For the past two decades, artist, writer, and educator Lucy Davis (b. 1970) has been weaving an interdisciplinary practice that draws from ecology and more-than-human connections. Davis, who grew up in Singapore, is perhaps best known for her 2008 founding of Migrant Ecologies Projects, a collaborative platform bringing together a motley range of artists, musicians, researchers, and cinematographers to investigate Southeast Asian nature and culture. 

Across film, installation, publication, and more, Davis and her collaborators work at the intersections of more-than-human worlds, connecting trees and woodcut prints, crocodiles and indigenous knowledge, birds and railways.

A seed gleaning session at the NUS Museum in January this year. Photograph by Kee Ya Ting. All images courtesy of the artist.

Early this year, Lucy Davis was in town to give a presentation of her ongoing collaborative project Biji-biji Buaya Crocodile Seeds at the NTU Centre for Contemporary Art Singapore. She also hosted “seed gleaning” sessions at the NUS Museum, inviting participants to collect cereal and flower seeds from the straw stuffing of a 140-year-old taxidermised crocodile. Davis speaks with artist and researcher Zhai Qiutong about how to situate creative ecological research in rich emotional and sensory experiences:

(The following text is adapted from an interview conducted by Zhai in February 2025, with editorial input from Davis given in September 2025.)

Tell us about where you are right now, what the weather is like, and what you are feeling.

I am in East Helsinki. This winter is kind of grey, since we haven’t had much snow. The sea is beginning to melt, which normally happens in about April. It’s sludgy, and if it freezes at night, then everything that’s melted in the day becomes ice, which makes it hard for elderly people to get around. People are not happy about the way climate change is impacting the north. Now I’m getting my head together to prepare for a new course I am teaching at Aalto University in Espoo, Finland, where I am currently the head of a small, transdisciplinary master’s programme in Visual Cultures, Curating and Contemporary Art.

• Data under study:
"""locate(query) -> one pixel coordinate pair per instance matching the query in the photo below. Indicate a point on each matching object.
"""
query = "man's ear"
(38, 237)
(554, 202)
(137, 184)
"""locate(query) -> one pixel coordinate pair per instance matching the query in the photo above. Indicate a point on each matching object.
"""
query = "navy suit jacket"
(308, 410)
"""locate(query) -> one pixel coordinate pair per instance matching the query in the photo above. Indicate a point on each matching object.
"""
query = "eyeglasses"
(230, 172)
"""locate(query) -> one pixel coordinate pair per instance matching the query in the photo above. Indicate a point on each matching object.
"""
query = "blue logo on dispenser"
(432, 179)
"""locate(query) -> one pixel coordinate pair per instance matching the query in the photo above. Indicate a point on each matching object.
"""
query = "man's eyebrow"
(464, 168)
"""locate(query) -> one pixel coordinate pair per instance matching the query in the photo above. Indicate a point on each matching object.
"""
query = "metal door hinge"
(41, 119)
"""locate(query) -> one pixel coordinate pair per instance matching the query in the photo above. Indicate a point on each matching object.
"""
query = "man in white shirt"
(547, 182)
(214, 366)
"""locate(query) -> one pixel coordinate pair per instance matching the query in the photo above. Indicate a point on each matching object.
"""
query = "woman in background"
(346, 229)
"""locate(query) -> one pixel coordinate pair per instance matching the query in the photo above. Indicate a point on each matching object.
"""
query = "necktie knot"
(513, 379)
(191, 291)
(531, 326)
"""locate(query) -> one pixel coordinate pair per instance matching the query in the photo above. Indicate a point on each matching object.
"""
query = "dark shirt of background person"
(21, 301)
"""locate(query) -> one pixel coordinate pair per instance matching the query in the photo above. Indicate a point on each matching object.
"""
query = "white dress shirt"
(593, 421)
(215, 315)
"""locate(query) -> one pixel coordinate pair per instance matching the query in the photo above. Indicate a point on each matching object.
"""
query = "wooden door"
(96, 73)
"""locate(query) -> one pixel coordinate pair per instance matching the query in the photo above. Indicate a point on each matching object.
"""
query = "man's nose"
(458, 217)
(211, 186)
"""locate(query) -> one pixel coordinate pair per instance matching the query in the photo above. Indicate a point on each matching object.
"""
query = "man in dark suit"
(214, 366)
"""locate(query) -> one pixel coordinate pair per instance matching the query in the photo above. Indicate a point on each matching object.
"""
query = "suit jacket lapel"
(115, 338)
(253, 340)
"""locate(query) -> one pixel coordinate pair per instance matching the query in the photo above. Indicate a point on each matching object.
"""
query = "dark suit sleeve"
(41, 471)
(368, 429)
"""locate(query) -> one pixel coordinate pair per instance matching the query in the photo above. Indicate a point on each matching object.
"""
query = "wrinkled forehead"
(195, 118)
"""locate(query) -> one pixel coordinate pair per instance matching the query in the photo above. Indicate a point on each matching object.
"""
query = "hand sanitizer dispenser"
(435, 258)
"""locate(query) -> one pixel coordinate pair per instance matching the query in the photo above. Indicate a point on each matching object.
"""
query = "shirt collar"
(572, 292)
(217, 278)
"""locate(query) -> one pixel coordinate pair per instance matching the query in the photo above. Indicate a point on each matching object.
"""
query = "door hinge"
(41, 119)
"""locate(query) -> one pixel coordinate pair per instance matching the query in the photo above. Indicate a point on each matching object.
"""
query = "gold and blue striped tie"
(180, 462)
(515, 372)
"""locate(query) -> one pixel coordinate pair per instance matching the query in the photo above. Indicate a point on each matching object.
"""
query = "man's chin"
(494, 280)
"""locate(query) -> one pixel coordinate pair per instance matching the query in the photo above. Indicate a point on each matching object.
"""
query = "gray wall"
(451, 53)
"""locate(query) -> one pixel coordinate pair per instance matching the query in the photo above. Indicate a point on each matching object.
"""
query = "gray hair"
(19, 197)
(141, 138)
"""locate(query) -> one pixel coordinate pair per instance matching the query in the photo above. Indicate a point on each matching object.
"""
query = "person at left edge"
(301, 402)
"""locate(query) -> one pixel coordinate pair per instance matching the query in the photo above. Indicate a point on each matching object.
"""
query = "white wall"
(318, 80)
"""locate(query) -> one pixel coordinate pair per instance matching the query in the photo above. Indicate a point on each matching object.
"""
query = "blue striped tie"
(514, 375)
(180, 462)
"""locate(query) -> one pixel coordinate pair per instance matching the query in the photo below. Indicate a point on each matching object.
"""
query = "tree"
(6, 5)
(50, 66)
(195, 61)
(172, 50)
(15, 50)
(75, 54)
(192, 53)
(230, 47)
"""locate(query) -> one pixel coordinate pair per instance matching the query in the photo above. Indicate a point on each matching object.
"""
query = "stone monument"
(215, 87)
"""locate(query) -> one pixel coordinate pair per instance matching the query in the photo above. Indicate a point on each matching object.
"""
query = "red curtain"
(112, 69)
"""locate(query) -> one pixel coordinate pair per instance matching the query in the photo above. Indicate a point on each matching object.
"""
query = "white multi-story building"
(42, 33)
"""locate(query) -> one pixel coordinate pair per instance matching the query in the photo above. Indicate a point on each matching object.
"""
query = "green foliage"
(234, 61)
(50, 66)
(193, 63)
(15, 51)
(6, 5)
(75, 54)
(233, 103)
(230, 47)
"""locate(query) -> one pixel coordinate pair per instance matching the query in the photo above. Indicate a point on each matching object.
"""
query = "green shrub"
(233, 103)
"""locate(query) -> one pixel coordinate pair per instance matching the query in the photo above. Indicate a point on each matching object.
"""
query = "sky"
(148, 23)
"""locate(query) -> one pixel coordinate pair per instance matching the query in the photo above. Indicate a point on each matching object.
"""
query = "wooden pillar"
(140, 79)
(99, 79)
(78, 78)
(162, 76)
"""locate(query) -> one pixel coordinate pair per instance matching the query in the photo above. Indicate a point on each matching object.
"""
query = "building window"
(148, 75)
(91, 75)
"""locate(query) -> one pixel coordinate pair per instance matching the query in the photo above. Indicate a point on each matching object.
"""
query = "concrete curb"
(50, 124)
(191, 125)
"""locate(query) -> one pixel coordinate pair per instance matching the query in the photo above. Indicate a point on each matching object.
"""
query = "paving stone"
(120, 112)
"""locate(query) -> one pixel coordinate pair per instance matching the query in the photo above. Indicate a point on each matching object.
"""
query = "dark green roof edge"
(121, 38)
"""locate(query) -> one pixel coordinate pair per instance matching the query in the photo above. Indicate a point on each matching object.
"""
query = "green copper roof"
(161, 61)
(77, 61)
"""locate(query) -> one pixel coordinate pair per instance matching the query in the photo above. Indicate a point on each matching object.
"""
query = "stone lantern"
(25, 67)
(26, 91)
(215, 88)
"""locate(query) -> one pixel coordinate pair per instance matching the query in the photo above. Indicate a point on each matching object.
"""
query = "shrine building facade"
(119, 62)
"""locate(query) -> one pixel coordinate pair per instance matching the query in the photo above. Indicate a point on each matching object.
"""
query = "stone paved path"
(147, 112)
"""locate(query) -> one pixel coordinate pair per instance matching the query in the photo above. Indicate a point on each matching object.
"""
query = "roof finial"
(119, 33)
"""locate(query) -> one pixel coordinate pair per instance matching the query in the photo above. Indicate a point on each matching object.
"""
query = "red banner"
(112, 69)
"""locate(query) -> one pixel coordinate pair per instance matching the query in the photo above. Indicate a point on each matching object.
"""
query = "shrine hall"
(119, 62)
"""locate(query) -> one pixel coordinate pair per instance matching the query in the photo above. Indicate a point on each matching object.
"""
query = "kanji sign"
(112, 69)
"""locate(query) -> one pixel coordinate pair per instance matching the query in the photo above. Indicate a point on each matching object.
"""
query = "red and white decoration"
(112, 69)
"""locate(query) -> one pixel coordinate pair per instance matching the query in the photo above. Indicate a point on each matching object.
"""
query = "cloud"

• Tasks and exercises:
1. Do these statements agree with the Lucy Davis text? Answer yes or no for each, and quote the deciding words. (a) Davis founded Migrant Ecologies Projects in 2008. (b) The seed gleaning sessions took place at the NTU Centre for Contemporary Art Singapore. (c) Davis says the sea usually begins to melt in about April.
2. According to the Lucy Davis text, what kinds of people does Migrant Ecologies Projects bring together? List all of them.
3. Write out the part of the Lucy Davis text between "For the past" and "of the artist.", inclusive.

• Set of answers:
1.
(a) Yes: "her 2008 founding of Migrant Ecologies Projects"
(b) No: "She also hosted “seed gleaning” sessions at the NUS Museum"
(c) Yes: "The sea is beginning to melt, which normally happens in about April."

2.
- artists
- musicians
- researchers
- cinematographers

3.
For the past two decades, artist, writer, and educator Lucy Davis (b. 1970) has been weaving an interdisciplinary practice that draws from ecology and more-than-human connections. Davis, who grew up in Singapore, is perhaps best known for her 2008 founding of Migrant Ecologies Projects, a collaborative platform bringing together a motley range of artists, musicians, researchers, and cinematographers to investigate Southeast Asian nature and culture. 

Across film, installation, publication, and more, Davis and her collaborators work at the intersections of more-than-human worlds, connecting trees and woodcut prints, crocodiles and indigenous knowledge, birds and railways.

A seed gleaning session at the NUS Museum in January this year. Photograph by Kee Ya Ting. All images courtesy of the artist.